## Task statement
The records below are to be restated word for word, with their images omitted.

Top of Supplied entries

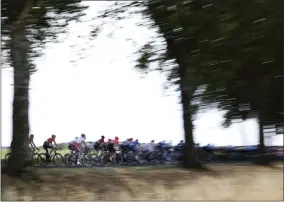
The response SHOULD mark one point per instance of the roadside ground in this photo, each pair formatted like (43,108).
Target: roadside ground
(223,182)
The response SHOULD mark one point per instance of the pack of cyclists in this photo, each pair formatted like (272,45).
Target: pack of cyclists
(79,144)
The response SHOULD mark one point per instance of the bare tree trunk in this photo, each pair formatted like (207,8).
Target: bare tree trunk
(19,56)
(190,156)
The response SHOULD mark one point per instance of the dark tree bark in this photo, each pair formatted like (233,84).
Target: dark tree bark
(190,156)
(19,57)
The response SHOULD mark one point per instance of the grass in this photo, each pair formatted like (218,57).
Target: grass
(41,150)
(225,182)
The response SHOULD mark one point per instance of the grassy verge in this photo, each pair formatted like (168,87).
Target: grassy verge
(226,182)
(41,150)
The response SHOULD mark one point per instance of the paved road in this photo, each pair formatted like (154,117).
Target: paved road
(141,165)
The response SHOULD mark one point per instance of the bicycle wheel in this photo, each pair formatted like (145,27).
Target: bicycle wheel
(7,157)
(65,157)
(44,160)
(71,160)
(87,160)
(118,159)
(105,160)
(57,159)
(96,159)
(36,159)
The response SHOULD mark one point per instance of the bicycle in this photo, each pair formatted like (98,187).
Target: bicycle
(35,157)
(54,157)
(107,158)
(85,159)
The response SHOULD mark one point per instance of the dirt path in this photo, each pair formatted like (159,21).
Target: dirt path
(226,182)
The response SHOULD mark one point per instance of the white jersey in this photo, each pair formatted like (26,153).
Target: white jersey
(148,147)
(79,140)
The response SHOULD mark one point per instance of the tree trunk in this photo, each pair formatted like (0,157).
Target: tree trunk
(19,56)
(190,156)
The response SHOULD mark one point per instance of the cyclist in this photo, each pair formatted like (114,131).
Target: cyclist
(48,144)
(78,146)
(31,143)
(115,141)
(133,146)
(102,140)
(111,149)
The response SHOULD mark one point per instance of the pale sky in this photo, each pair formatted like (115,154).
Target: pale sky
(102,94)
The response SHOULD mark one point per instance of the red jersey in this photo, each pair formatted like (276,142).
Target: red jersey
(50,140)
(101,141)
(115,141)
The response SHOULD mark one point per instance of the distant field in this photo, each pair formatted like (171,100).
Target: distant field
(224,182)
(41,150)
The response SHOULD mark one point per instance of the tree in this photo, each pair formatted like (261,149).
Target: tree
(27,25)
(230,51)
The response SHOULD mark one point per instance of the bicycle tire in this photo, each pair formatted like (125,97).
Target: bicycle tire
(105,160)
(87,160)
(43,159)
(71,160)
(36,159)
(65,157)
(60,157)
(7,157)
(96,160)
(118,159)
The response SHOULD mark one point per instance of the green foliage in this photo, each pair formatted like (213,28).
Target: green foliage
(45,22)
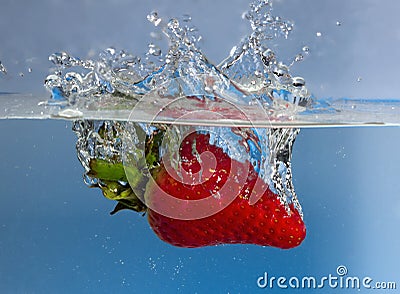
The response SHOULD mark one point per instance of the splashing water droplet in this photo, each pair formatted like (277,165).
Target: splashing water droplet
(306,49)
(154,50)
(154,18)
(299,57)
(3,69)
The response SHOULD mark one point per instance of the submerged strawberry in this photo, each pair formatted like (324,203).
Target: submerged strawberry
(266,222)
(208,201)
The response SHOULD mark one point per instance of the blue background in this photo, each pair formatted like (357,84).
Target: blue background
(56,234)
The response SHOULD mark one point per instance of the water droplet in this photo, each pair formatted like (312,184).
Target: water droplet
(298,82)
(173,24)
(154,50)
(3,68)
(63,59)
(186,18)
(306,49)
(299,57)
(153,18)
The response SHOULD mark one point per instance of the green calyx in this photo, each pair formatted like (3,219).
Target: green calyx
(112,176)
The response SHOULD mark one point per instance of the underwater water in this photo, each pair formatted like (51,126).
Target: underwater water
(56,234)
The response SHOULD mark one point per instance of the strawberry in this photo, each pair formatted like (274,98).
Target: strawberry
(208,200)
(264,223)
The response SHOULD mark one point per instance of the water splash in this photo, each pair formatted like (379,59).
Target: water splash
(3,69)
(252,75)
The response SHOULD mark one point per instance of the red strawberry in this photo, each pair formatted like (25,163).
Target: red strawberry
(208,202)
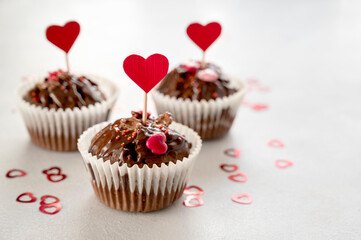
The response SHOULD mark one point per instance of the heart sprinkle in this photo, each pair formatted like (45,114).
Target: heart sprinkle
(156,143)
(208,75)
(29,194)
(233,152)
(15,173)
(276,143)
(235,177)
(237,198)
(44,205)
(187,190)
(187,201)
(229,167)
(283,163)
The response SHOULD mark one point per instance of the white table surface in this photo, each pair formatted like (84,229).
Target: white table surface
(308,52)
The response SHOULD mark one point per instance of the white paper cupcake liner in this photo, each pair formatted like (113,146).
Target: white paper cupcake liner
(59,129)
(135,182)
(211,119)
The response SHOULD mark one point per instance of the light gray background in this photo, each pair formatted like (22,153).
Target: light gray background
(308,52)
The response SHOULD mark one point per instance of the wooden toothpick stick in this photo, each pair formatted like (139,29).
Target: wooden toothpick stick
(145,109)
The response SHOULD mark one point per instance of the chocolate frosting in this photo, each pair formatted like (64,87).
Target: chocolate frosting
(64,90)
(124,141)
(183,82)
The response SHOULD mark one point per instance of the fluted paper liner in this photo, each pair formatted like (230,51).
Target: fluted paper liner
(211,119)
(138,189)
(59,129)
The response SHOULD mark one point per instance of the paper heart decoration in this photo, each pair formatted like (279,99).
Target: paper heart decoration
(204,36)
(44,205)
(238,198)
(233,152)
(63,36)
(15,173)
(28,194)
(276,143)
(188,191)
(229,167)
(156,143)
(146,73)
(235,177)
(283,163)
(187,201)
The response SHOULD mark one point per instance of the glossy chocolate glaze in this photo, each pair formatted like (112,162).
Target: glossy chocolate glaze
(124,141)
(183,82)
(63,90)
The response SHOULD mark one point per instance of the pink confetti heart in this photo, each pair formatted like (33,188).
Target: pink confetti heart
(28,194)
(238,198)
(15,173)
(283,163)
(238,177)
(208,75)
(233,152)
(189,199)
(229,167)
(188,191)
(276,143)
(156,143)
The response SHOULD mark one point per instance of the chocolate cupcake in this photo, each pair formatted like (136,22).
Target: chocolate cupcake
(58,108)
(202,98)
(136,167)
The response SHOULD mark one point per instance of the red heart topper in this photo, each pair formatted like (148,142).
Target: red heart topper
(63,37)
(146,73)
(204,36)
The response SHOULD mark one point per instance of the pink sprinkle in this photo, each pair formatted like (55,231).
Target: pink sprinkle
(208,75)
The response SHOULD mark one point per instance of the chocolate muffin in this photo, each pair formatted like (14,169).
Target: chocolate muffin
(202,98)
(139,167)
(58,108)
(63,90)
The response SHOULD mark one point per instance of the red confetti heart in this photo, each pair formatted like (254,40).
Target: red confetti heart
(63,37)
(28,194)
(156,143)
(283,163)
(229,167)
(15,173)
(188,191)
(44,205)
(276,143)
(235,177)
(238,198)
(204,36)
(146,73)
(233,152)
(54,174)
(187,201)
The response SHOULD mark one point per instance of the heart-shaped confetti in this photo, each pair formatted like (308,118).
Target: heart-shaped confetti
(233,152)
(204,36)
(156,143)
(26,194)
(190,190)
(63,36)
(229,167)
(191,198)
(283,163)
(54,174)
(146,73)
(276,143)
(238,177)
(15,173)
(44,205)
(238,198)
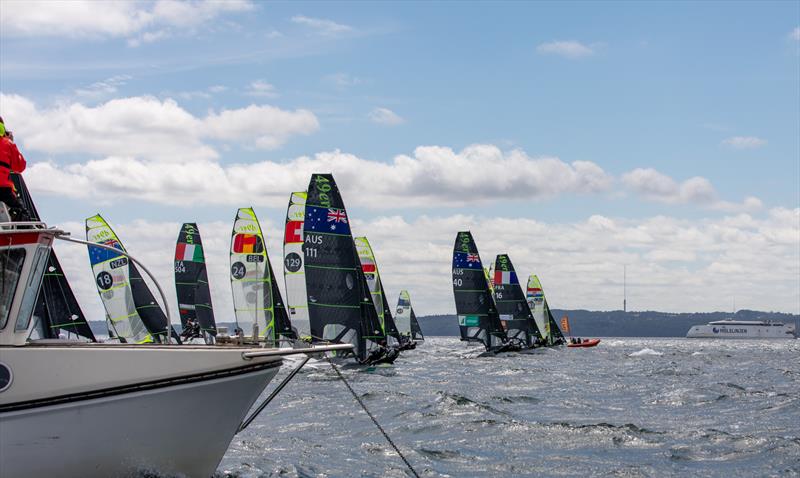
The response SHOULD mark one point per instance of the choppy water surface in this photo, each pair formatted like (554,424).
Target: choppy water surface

Bottom of Supplied entries

## Solution to the exercise
The response SHOULD mark one point per instance of the roadside ground in this photo, each pair formatted like (43,108).
Target: roadside ground
(223,182)
The response SHOULD mark one point per instance of the pack of cyclists in this photo, each pair formatted like (272,45).
Target: pack of cyclists
(79,144)
The response SHOULD mark one point per instance of the bare tree trunk in this photo, each pair formatted like (207,8).
Target: bare tree trunk
(19,56)
(190,156)
The response SHOULD mark one point per instance of the dark tree bark in this photo, each pair formatted like (233,84).
Target: dark tree bark
(190,156)
(19,57)
The response SHOULD mark one point per instance of the grass in this photo, each pair formatted like (218,57).
Target: grass
(41,150)
(225,182)
The response SHOULD mark one point per instance of the grassy verge in this photo, each pair formatted like (168,87).
Target: grassy verge
(226,182)
(41,150)
The response SHOULD mark one point per instance of the paved road in this photo, each pair formatted like (154,117).
Target: paved road
(141,165)
The response SHOULD mark one point per instance of the bicycle wheel in this photo, each pair formatted like (145,27).
Target: bicycle wheel
(7,157)
(65,157)
(44,160)
(71,160)
(87,160)
(118,159)
(105,160)
(57,159)
(96,159)
(36,159)
The response SHOULD mark one point per instance of the bicycle in this photo, each pair formatted like (98,187).
Target: bicycle
(35,157)
(54,157)
(107,158)
(85,159)
The response SHOULD mark one point per instance of the dirt path in this photo, each pair formatted like (159,21).
Target: dirt path
(226,182)
The response SHOULD mark one point per instance of the white jersey in this photo, each pair formatted like (26,153).
Target: white jersey
(148,147)
(79,140)
The response SHOULD mark one point per instance of the tree trunk in this photo, each pair formatted like (0,157).
Target: tree trunk
(19,56)
(190,156)
The response SHOULD mark one point per instance of the cyclist in this photo, each pair formatted like (114,131).
Target: cyclist
(48,144)
(78,146)
(31,143)
(115,141)
(133,146)
(102,140)
(111,149)
The response SHOULD mark one point per instance of the pale sky in this photo, each pair formatted like (115,154).
Target: pale sky
(102,94)
The response SHOULD mark one point per instance of the red jersey in this photo, each pair formatted like (276,142).
Target: red jersey
(50,140)
(101,141)
(115,141)
The response SHOULD mark one point per instance of the distant field in this photo, each pair formatted like (171,100).
Target: distant field
(224,182)
(41,150)
The response SHOULD mark one point per instance of the tree in this photo, each pair formatted like (261,149).
Target: tree
(27,25)
(230,51)
The response SHOULD mark one point per instance of the bicycle tire in this photo, each pair formatted like (125,97).
Target: bicycle tire
(105,160)
(87,160)
(43,159)
(71,160)
(36,159)
(65,157)
(60,157)
(7,157)
(96,160)
(118,159)
The response SHOULD mark one point per instance of the green foliage in this photo, each pair formatted like (213,28).
Target: green foliage
(45,22)
The response SHOULD mark one point per instance of the splashing water droplet in this photo, each pair formatted like (277,165).
Target: splashing water droplet
(306,49)
(154,50)
(154,18)
(299,57)
(3,69)
The response SHOULD mark one point per instance of the submerged strawberry in this photo, each pair formatted like (324,203).
Target: submerged strawberry
(266,222)
(208,201)
The response SHOULD mark one point per instance of the blue background in this photo, each pair formatted like (357,84).
Target: blue background
(56,234)
The response SHOULD mark one point per instance of the water droplet in this photo, each pair formatted like (312,184).
Target: water droplet
(298,82)
(173,24)
(154,50)
(3,68)
(63,59)
(186,18)
(306,49)
(299,57)
(153,18)
The response SHOULD mark one point per instance of the green calyx in this photo, each pair formatted like (3,219).
Target: green calyx
(112,176)
The response SHOULD mark one point per instance of the underwater water in this photo, each pair formatted like (51,126).
Target: underwater water
(56,234)
The response SHOULD mark one point per instance of the strawberry in this photo, each pair formatted like (274,98).
Target: strawberry
(208,200)
(264,223)
The response SHOULD mark one point per instance of the water splash in this photo, each pair formatted like (379,59).
Target: water splash
(3,69)
(252,75)
The response SHOULD mark one point per instance of the red strawberry in this photo, each pair formatted like (25,163).
Target: red strawberry
(208,202)
The response SHOULD mark one point per instance of the heart sprinkle in this photo, each pair formatted like (45,114).
Target: heart sprinkle
(156,143)
(208,75)
(29,194)
(233,152)
(15,173)
(276,143)
(235,177)
(237,198)
(44,205)
(187,190)
(187,201)
(229,167)
(283,163)
The response SHOULD mark one point per instance of the white table surface in this photo, each pair formatted like (84,229).
Target: white table surface
(308,52)
The response SHOULD mark one point per instance of the white paper cupcake liner in this photo, each pair formatted like (113,146).
Target: white paper cupcake liner
(59,129)
(135,182)
(211,119)
The response SHOULD mark one point per instance of the light gray background in this photo, each pair formatted like (22,153).
Target: light gray background
(308,52)
The response SHOULD mark one point per instance of the wooden toothpick stick in this photo, each pair formatted like (139,29).
Target: wooden toothpick stick
(145,109)
The response SHOULD mark one point per instance of the chocolate frosting in this photo, each pair formatted like (64,87).
Target: chocolate frosting
(64,90)
(124,141)
(183,82)
The response SHOULD mark one point per instance of the fluted paper liner in this photo, each pair formatted like (230,51).
Target: fluted paper liner
(211,119)
(138,189)
(59,129)
The response SHOULD mark one point per instance of the paper heart decoration in this photo, each pair formatted like (279,99).
Target: paper heart decoration
(204,36)
(44,205)
(238,198)
(233,152)
(63,36)
(15,173)
(28,194)
(276,143)
(188,191)
(229,167)
(156,143)
(146,73)
(235,177)
(283,163)
(187,201)
The response SHOULD mark one point per instance of the glossy chocolate glaze in this photo, each pair formatted like (112,162).
Target: glossy chocolate glaze
(124,141)
(183,82)
(63,90)
The response SHOULD mark one point per instance of the pink confetti heart in this photo, each pair formatted like (33,188).
Target: pink confetti heart
(28,194)
(238,198)
(15,173)
(283,163)
(238,177)
(208,75)
(233,152)
(189,199)
(229,167)
(188,191)
(276,143)
(156,143)
The response SHOULD mark one point per instance of the chocolate cupcake in this photo, each pair formatted like (136,22).
Target: chocolate cupcake
(58,108)
(202,98)
(136,167)
The response SHOULD mark one point per instance of the red heart topper in this photo, each pair formatted like (148,142).
Target: red heart topper
(63,37)
(146,73)
(204,36)
The response SHOULD mark one point per instance of the pink sprinkle in this photo, each pair formatted like (55,231).
Target: pink sprinkle
(208,75)
The response SHOULD mark one point per instance of the chocolate muffin in this photo, each pair formatted like (14,169).
Target: chocolate muffin
(202,98)
(139,167)
(58,108)
(63,90)
The response SHOULD mark one point per instance of the red confetti heart in this photo, each pair formatted like (254,40).
Target: red confetti heart
(63,37)
(28,194)
(156,143)
(283,163)
(229,167)
(15,173)
(188,191)
(44,205)
(276,143)
(235,177)
(238,198)
(204,36)
(146,73)
(233,152)
(54,174)
(187,201)
The response SHOULD mark one point per instance of the heart-shaped confetti in this photo, each pair formatted like (308,118).
Target: heart-shaped confetti
(233,152)
(204,36)
(156,143)
(26,194)
(190,190)
(63,36)
(229,167)
(191,198)
(283,163)
(54,174)
(146,73)
(276,143)
(238,177)
(15,173)
(44,205)
(238,198)
The response SHOULD mark one point per instance of the choppy water surface in this photo, each pair formatted like (554,424).
Target: choppy water surface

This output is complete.